> [Instruction A] Identify every line in the entries below that contains the word "door", and copy each of those lines.

Monday, June 20, 2011

Finding your voice with Rachel Firasek

First, tell us a little about yourself:
I’m a mother of three crazy kids. Each one is so different, it’s no wonder I can create all these characters in my head. They are definitely inspiring! I’ve been married for 15 years this October and it never gets old. I adore my hubs and lean on him more than any wife should… but when you’re working a full time day job, trying to play “mommie”, and starting a career as an author you have to have a rock—he’s definitely my rock.
We live in Central Texas on 26 acres with our dogs, duck (yes, just one) and 22 sheep. The rest of the animals are wild and not my responsibility, lol.
How do you find time to write? I know it sounds crazy, but I get up 2 hours before I need to put in a couple hours of writing time and I grab another 2-3 in the evenings. I don’t sleep.

How did you find “YOUR VOICE”
I really didn’t find it. Heather Howland (, my editor for Piper’s Fury pointed it out to me. She recognized my unique voice under the sloppy amateur writing and the problem words we all start out with. Once she taught me to clean it up, we uncovered something amazing. My voice! Viola. Nice and shiny and all my own. I really didn’t struggle with voice, this question is a hard one. For those that feel that they are struggling, it might not be a problem at all, it just might be buried under the clutter. J

If you could describe your writing in one word, what would it be?

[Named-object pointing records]

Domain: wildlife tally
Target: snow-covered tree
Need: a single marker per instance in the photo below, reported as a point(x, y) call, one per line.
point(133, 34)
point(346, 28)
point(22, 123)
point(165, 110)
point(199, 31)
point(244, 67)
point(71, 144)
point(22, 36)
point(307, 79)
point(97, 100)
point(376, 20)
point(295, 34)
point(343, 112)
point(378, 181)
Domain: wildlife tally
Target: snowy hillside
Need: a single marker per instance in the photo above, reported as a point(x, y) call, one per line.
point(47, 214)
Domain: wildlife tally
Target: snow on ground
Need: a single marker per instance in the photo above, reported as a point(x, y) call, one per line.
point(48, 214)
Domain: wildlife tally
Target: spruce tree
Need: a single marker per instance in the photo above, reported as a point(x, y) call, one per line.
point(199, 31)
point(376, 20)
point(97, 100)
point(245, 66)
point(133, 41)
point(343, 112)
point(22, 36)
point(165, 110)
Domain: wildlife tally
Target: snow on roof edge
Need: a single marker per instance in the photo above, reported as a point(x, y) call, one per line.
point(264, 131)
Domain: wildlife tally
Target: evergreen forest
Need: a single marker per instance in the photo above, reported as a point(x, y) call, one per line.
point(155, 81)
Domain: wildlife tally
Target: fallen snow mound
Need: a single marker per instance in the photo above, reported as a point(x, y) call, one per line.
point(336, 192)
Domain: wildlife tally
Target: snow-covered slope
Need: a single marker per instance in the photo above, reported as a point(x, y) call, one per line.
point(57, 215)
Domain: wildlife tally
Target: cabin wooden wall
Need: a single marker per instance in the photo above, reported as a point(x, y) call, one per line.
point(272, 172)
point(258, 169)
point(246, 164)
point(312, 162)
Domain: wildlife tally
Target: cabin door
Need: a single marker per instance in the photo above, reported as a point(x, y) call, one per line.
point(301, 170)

==

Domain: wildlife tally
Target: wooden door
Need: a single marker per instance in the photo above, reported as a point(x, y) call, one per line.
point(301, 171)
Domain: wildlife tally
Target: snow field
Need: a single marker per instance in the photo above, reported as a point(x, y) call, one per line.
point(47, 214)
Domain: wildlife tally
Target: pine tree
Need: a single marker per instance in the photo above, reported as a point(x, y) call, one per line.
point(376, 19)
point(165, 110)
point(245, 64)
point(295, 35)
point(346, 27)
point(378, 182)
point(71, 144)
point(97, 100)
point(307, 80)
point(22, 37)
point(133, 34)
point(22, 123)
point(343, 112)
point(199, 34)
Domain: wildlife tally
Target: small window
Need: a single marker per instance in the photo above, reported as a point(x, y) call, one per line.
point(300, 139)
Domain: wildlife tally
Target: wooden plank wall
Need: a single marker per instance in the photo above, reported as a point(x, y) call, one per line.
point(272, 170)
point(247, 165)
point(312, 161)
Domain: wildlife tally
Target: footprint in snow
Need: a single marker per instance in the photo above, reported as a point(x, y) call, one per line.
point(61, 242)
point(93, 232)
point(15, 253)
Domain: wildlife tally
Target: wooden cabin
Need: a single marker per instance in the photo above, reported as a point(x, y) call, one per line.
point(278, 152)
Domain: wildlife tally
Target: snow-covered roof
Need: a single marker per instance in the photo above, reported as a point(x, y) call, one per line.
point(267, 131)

> [Instruction B] In the interview with Rachel Firasek, who pointed out her voice to her?

> [Written response A]
Target: cabin door
Target: wooden door

> [Written response B] Heather Howland, her editor for Piper's Fury, pointed it out to her.